- _What the exercise asks_:
Scan the records beneath this line for the line holding "locate: yellow tree" and the line holding "locate: evergreen tree", then transcribe exactly those two and all lines between.

- _Provided information_:
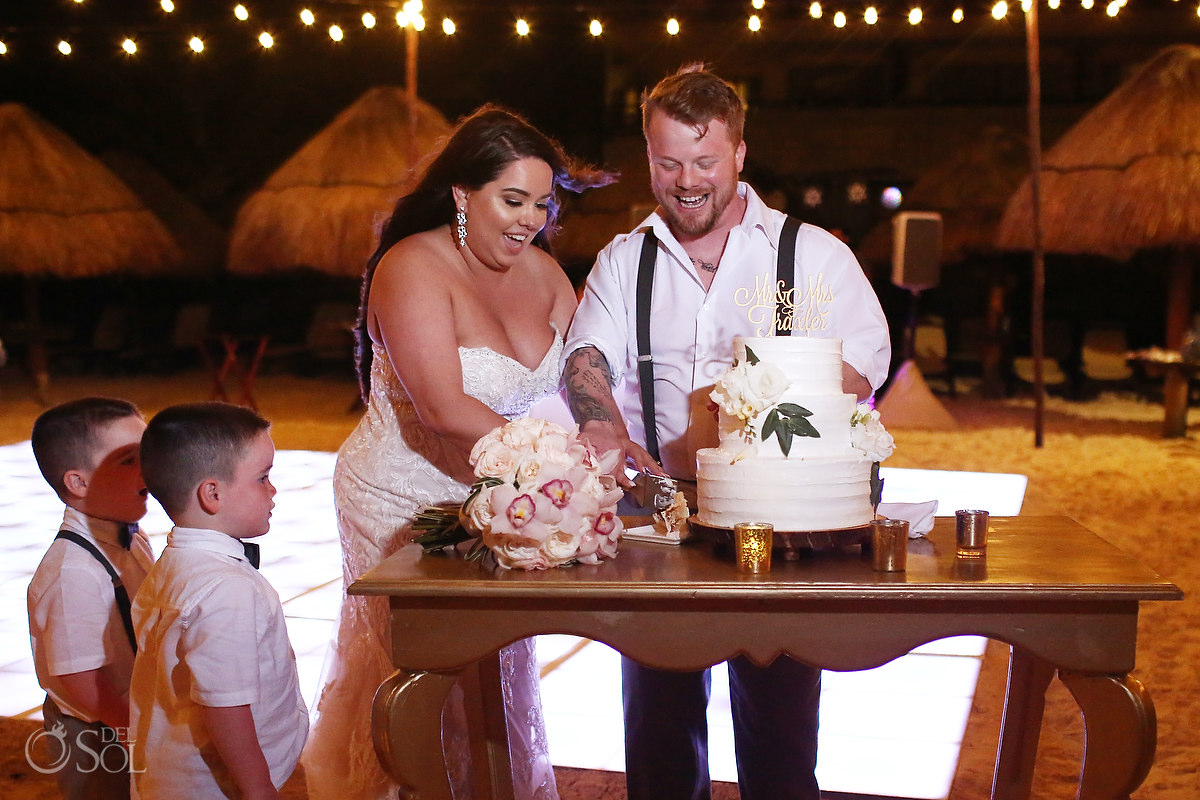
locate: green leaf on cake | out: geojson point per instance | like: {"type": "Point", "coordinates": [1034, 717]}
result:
{"type": "Point", "coordinates": [785, 421]}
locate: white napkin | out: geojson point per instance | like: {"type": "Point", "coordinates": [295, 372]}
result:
{"type": "Point", "coordinates": [919, 515]}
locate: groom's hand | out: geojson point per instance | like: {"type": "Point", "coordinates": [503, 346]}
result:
{"type": "Point", "coordinates": [605, 437]}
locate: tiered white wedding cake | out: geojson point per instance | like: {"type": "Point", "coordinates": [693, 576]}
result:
{"type": "Point", "coordinates": [795, 450]}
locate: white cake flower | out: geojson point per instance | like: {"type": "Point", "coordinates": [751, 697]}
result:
{"type": "Point", "coordinates": [867, 433]}
{"type": "Point", "coordinates": [747, 390]}
{"type": "Point", "coordinates": [765, 384]}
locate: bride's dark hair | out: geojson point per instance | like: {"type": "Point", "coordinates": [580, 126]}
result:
{"type": "Point", "coordinates": [479, 149]}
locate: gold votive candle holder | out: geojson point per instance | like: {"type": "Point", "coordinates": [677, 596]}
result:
{"type": "Point", "coordinates": [889, 545]}
{"type": "Point", "coordinates": [751, 546]}
{"type": "Point", "coordinates": [971, 534]}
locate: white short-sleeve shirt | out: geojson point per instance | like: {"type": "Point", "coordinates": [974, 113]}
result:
{"type": "Point", "coordinates": [693, 330]}
{"type": "Point", "coordinates": [73, 621]}
{"type": "Point", "coordinates": [210, 633]}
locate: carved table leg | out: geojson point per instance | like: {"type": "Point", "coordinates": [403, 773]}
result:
{"type": "Point", "coordinates": [406, 725]}
{"type": "Point", "coordinates": [1024, 704]}
{"type": "Point", "coordinates": [1120, 733]}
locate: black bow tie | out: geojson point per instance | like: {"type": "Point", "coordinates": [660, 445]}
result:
{"type": "Point", "coordinates": [125, 534]}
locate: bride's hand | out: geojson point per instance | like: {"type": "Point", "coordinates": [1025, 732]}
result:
{"type": "Point", "coordinates": [605, 437]}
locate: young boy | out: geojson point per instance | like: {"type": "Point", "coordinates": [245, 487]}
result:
{"type": "Point", "coordinates": [216, 705]}
{"type": "Point", "coordinates": [79, 596]}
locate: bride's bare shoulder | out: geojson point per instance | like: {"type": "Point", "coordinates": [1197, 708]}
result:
{"type": "Point", "coordinates": [414, 257]}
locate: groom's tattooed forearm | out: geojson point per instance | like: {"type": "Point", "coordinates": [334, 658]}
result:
{"type": "Point", "coordinates": [588, 380]}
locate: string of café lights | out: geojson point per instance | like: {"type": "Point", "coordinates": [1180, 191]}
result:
{"type": "Point", "coordinates": [412, 14]}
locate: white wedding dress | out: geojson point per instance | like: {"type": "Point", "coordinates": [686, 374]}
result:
{"type": "Point", "coordinates": [387, 470]}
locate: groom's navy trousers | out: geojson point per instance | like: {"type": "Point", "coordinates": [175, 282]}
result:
{"type": "Point", "coordinates": [774, 731]}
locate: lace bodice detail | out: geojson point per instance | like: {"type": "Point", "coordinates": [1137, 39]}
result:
{"type": "Point", "coordinates": [388, 469]}
{"type": "Point", "coordinates": [499, 382]}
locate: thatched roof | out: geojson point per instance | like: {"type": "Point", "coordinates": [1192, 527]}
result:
{"type": "Point", "coordinates": [970, 190]}
{"type": "Point", "coordinates": [63, 212]}
{"type": "Point", "coordinates": [203, 241]}
{"type": "Point", "coordinates": [322, 208]}
{"type": "Point", "coordinates": [1127, 175]}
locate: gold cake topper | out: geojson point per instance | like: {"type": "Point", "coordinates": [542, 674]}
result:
{"type": "Point", "coordinates": [769, 307]}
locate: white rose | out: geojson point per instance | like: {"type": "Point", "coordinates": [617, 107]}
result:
{"type": "Point", "coordinates": [485, 441]}
{"type": "Point", "coordinates": [497, 461]}
{"type": "Point", "coordinates": [873, 439]}
{"type": "Point", "coordinates": [562, 546]}
{"type": "Point", "coordinates": [765, 384]}
{"type": "Point", "coordinates": [528, 470]}
{"type": "Point", "coordinates": [729, 390]}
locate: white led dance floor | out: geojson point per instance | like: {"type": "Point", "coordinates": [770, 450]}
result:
{"type": "Point", "coordinates": [910, 751]}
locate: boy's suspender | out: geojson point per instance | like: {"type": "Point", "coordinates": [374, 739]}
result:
{"type": "Point", "coordinates": [785, 275]}
{"type": "Point", "coordinates": [123, 597]}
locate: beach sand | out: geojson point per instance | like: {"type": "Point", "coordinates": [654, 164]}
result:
{"type": "Point", "coordinates": [1103, 463]}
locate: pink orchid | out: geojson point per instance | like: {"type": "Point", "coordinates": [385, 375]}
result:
{"type": "Point", "coordinates": [559, 492]}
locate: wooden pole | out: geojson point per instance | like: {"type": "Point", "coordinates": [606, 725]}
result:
{"type": "Point", "coordinates": [1179, 312]}
{"type": "Point", "coordinates": [1037, 310]}
{"type": "Point", "coordinates": [411, 88]}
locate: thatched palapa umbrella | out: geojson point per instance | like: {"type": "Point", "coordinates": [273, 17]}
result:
{"type": "Point", "coordinates": [1127, 178]}
{"type": "Point", "coordinates": [64, 214]}
{"type": "Point", "coordinates": [322, 206]}
{"type": "Point", "coordinates": [970, 190]}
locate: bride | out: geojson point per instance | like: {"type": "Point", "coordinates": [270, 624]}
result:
{"type": "Point", "coordinates": [460, 329]}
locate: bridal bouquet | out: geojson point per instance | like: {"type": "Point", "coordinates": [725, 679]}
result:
{"type": "Point", "coordinates": [543, 498]}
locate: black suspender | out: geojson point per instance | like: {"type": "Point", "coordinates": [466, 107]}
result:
{"type": "Point", "coordinates": [785, 272]}
{"type": "Point", "coordinates": [123, 597]}
{"type": "Point", "coordinates": [645, 360]}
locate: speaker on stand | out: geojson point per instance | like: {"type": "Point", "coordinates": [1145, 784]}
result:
{"type": "Point", "coordinates": [916, 263]}
{"type": "Point", "coordinates": [916, 266]}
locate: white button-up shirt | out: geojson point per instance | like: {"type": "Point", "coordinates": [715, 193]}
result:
{"type": "Point", "coordinates": [691, 330]}
{"type": "Point", "coordinates": [73, 623]}
{"type": "Point", "coordinates": [210, 633]}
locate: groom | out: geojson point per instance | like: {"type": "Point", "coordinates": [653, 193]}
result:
{"type": "Point", "coordinates": [709, 251]}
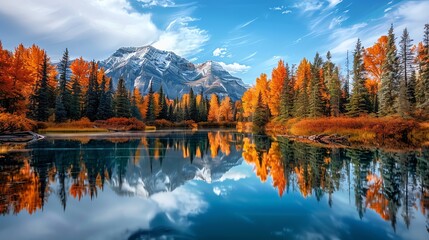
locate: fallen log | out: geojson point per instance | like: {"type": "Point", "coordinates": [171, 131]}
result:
{"type": "Point", "coordinates": [20, 137]}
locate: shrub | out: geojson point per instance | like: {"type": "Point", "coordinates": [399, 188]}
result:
{"type": "Point", "coordinates": [14, 123]}
{"type": "Point", "coordinates": [123, 124]}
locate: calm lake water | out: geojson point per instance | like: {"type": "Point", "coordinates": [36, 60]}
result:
{"type": "Point", "coordinates": [210, 185]}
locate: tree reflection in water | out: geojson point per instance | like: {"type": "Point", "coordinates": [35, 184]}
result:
{"type": "Point", "coordinates": [395, 185]}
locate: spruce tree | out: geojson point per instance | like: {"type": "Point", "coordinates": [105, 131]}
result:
{"type": "Point", "coordinates": [92, 94]}
{"type": "Point", "coordinates": [150, 112]}
{"type": "Point", "coordinates": [359, 99]}
{"type": "Point", "coordinates": [261, 116]}
{"type": "Point", "coordinates": [122, 102]}
{"type": "Point", "coordinates": [406, 59]}
{"type": "Point", "coordinates": [389, 78]}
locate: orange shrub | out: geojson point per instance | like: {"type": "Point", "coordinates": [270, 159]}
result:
{"type": "Point", "coordinates": [359, 129]}
{"type": "Point", "coordinates": [125, 124]}
{"type": "Point", "coordinates": [14, 123]}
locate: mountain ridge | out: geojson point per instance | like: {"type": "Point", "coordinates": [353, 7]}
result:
{"type": "Point", "coordinates": [140, 66]}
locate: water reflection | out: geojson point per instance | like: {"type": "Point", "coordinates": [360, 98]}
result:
{"type": "Point", "coordinates": [394, 185]}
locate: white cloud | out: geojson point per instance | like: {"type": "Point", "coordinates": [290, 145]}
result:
{"type": "Point", "coordinates": [246, 24]}
{"type": "Point", "coordinates": [235, 67]}
{"type": "Point", "coordinates": [333, 3]}
{"type": "Point", "coordinates": [181, 38]}
{"type": "Point", "coordinates": [309, 5]}
{"type": "Point", "coordinates": [220, 52]}
{"type": "Point", "coordinates": [156, 3]}
{"type": "Point", "coordinates": [92, 29]}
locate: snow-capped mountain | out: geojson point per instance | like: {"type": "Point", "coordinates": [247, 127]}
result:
{"type": "Point", "coordinates": [141, 65]}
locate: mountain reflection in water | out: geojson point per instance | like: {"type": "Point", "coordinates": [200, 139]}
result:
{"type": "Point", "coordinates": [394, 185]}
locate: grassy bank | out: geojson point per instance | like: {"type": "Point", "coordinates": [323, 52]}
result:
{"type": "Point", "coordinates": [362, 130]}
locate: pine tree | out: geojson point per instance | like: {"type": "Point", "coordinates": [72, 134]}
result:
{"type": "Point", "coordinates": [105, 106]}
{"type": "Point", "coordinates": [389, 78]}
{"type": "Point", "coordinates": [150, 112]}
{"type": "Point", "coordinates": [92, 94]}
{"type": "Point", "coordinates": [75, 100]}
{"type": "Point", "coordinates": [406, 59]}
{"type": "Point", "coordinates": [261, 116]}
{"type": "Point", "coordinates": [122, 102]}
{"type": "Point", "coordinates": [359, 99]}
{"type": "Point", "coordinates": [315, 97]}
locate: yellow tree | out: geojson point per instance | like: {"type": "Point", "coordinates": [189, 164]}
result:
{"type": "Point", "coordinates": [373, 59]}
{"type": "Point", "coordinates": [225, 109]}
{"type": "Point", "coordinates": [214, 109]}
{"type": "Point", "coordinates": [278, 76]}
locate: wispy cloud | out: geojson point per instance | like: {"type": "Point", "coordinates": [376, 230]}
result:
{"type": "Point", "coordinates": [249, 57]}
{"type": "Point", "coordinates": [235, 67]}
{"type": "Point", "coordinates": [246, 24]}
{"type": "Point", "coordinates": [221, 52]}
{"type": "Point", "coordinates": [182, 38]}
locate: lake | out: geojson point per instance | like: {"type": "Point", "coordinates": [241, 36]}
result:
{"type": "Point", "coordinates": [210, 185]}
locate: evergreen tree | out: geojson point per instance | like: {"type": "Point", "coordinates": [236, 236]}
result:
{"type": "Point", "coordinates": [92, 95]}
{"type": "Point", "coordinates": [389, 78]}
{"type": "Point", "coordinates": [122, 102]}
{"type": "Point", "coordinates": [150, 112]}
{"type": "Point", "coordinates": [105, 106]}
{"type": "Point", "coordinates": [315, 97]}
{"type": "Point", "coordinates": [406, 59]}
{"type": "Point", "coordinates": [261, 116]}
{"type": "Point", "coordinates": [411, 89]}
{"type": "Point", "coordinates": [359, 99]}
{"type": "Point", "coordinates": [75, 100]}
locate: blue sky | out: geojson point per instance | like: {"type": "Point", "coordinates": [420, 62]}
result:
{"type": "Point", "coordinates": [247, 37]}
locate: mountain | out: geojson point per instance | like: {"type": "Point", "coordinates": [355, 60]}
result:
{"type": "Point", "coordinates": [141, 65]}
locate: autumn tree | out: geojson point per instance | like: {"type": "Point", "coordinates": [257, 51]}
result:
{"type": "Point", "coordinates": [389, 78]}
{"type": "Point", "coordinates": [373, 59]}
{"type": "Point", "coordinates": [225, 109]}
{"type": "Point", "coordinates": [278, 76]}
{"type": "Point", "coordinates": [213, 115]}
{"type": "Point", "coordinates": [150, 111]}
{"type": "Point", "coordinates": [359, 99]}
{"type": "Point", "coordinates": [261, 116]}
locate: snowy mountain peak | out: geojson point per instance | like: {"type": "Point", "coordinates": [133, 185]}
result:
{"type": "Point", "coordinates": [140, 65]}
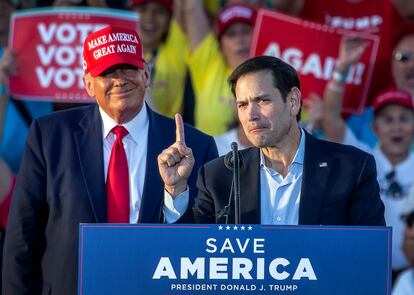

- _Task result_:
locate: yellow tree | out: geojson point per instance | like: {"type": "Point", "coordinates": [189, 164]}
result:
{"type": "Point", "coordinates": [373, 59]}
{"type": "Point", "coordinates": [225, 109]}
{"type": "Point", "coordinates": [214, 109]}
{"type": "Point", "coordinates": [278, 76]}
locate: wispy cloud | out: geojson point per instance | like: {"type": "Point", "coordinates": [376, 230]}
result:
{"type": "Point", "coordinates": [249, 57]}
{"type": "Point", "coordinates": [235, 67]}
{"type": "Point", "coordinates": [246, 24]}
{"type": "Point", "coordinates": [221, 52]}
{"type": "Point", "coordinates": [182, 38]}
locate: lake | out: geojson point per instance | like: {"type": "Point", "coordinates": [241, 36]}
result:
{"type": "Point", "coordinates": [210, 185]}
locate: evergreen tree | out: geojson point per instance | like: {"type": "Point", "coordinates": [236, 236]}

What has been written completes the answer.